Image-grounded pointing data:
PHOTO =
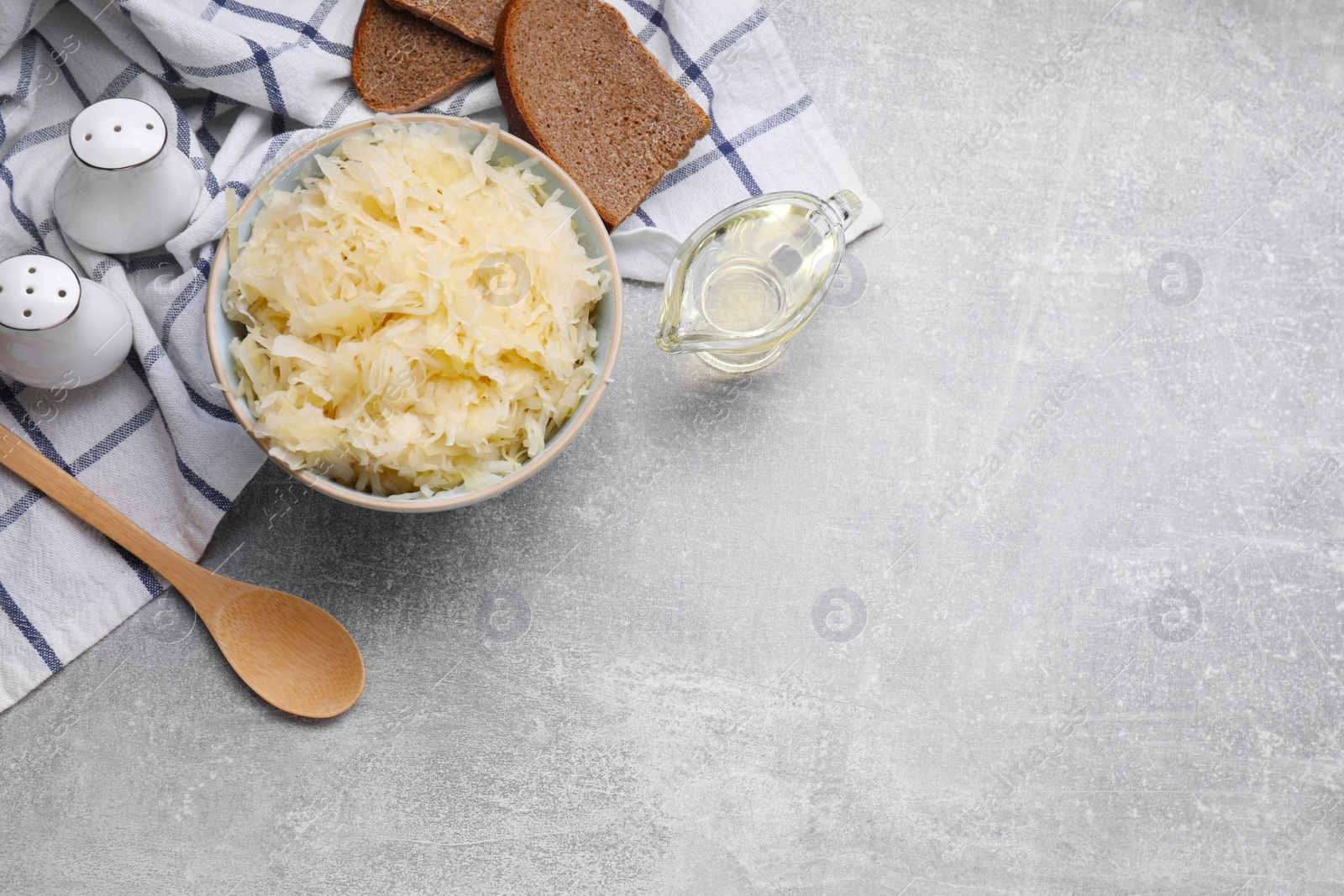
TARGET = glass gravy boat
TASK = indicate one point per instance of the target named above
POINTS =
(750, 277)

#### EXERCISE
Start at the line containing "TARGET = glass gravy boat". Repeat it and each line after it, word for word, to the end of the records.

#### TASK OUTPUT
TARGET = glass gravy boat
TASK = indicate one point per instance of the target named above
POINTS =
(750, 277)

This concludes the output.